§ EXCERPTED PASSAGE:

>> Begin

On the morning of 9th February, a fault with one of the signalling nodes used to manage Telstra's 3G and 4G data sessions and voice calls on its mobile network started acting up, McKenzie said - the disruption at the time attributed to an "embarrassing" human error

"With evidence of increasing degradation of the health of the node and potential service risk, a decision was taken to isolate the node from the network - a standard operating procedure for such an event," McKenzie said.

The node was removed from the network at around 12:30pm, about an hour and a half after the problems were first spotted, but further problems soon arose.

"Due to processes not being followed properly, the subsequent node restart initiated incorrectly," MzKenzie said.

"This meant that 15 percent of all mobile devices connected through this node needed to re-register when establishing a new voice call or data session."

The mass re-registration of affected mobile devices overloaded other mobile signalling nodes, meaning customers were unable to make new voice calls or access data.

The telco decided to prioritise voice services over data services to get customers back online as quickly as possible, McKenzie said, claiming most affected data services were restored by 1pm. All services were restored at around 2:30pm, she said.

The employee responsible for the outage is still working for the company, McKenzie said.

"We're not into victimising people. We understand in the heat of the moment, the right decisions aren't always made," she said.

The next big outage - on March 17 - saw customers unable to make 2G, 3G and 4G voice calls or access data from around 6pm. Around 50 percent of Telstra users were affected.

The issue occured when a significant number of international roaming customers were unexpectedly disconnected from the Telstra network. Domestic customers then followed.

The initial trigger was an international cable fault that caused parts of Telstra's signalling to disconnect and caused the readvertising of many IP addresses, network chief Mike Wright said.

MzKenzie said automatically-set efforts to reconnect all the affected users at the same time overloaded the database used to register devices, as with the previous outage.

"[We] limited the volume of 4G signalling for the devices reconnecting to the network, and configuration changes were made in the mobile network to speed up recovery. These changes reinstated network stability," she said.

Just five days later on March 22, a number of Telstra mobile, IP telephony and NBN voice customers were unable to make or receive voice calls for several hours in the morning, particularly around Victoria and Tasmania.

MzKenzie said the incident only affected around 3 percent of customers.

The issue stemmed from a card failure in a media gateway in Victoria, preventing certain calls from getting through.

Review

Telstra has commenced a wide-ranging review of its network, led by McKenzie and utilising the help of "external experts" from around the world, as well network partners Cisco, Ericsson and Juniper.

"We have already progressed short to medium term actions to improve resilience and robustness in the network," McKenzie said.

"Changes have been implemented to increase the capacity and path diversity of critical signalling channels, and a temporary layer of traffic management protection has been added to minimise the impact of events like that we saw in March and February."

Within the next few days the telco will augment capacity in its home location register - which manages customer subscription data - by adding a blade processor to help minimise the impact of mass re-registration of devices.

McKenzie pointed to the record 2686 TB of data that was consumed in its free data day on Sunday to indicate that Telstra's network was capable of handling strain.

"It's the re-registration of devices that is the problem," she said.

Immediate findings from the review will see the telco introduce configuration changes and new rules for interfacing, among other short and longer term changes.

>> End

§ RECORDED DATA:

>> Begin

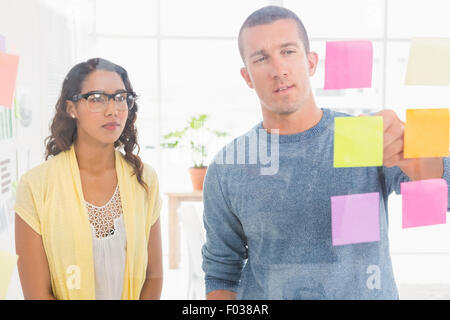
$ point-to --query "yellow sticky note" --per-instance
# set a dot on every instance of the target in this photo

>> End

§ TASK INSTRUCTIONS:
1. In the article on the Telstra outages, about what share of Telstra users did the March 17 outage affect?
2. Copy the article on the Telstra outages word for word from "MzKenzie said automatically-set" up to and including "Victoria and Tasmania.".
3. Which network partners does the article on the Telstra outages name as helping with the network review?

§ RESULTS FOR EACH TASK:
1. Around 50 percent.

2.
MzKenzie said automatically-set efforts to reconnect all the affected users at the same time overloaded the database used to register devices, as with the previous outage.

"[We] limited the volume of 4G signalling for the devices reconnecting to the network, and configuration changes were made in the mobile network to speed up recovery. These changes reinstated network stability," she said.

Just five days later on March 22, a number of Telstra mobile, IP telephony and NBN voice customers were unable to make or receive voice calls for several hours in the morning, particularly around Victoria and Tasmania.

3. Cisco, Ericsson and Juniper.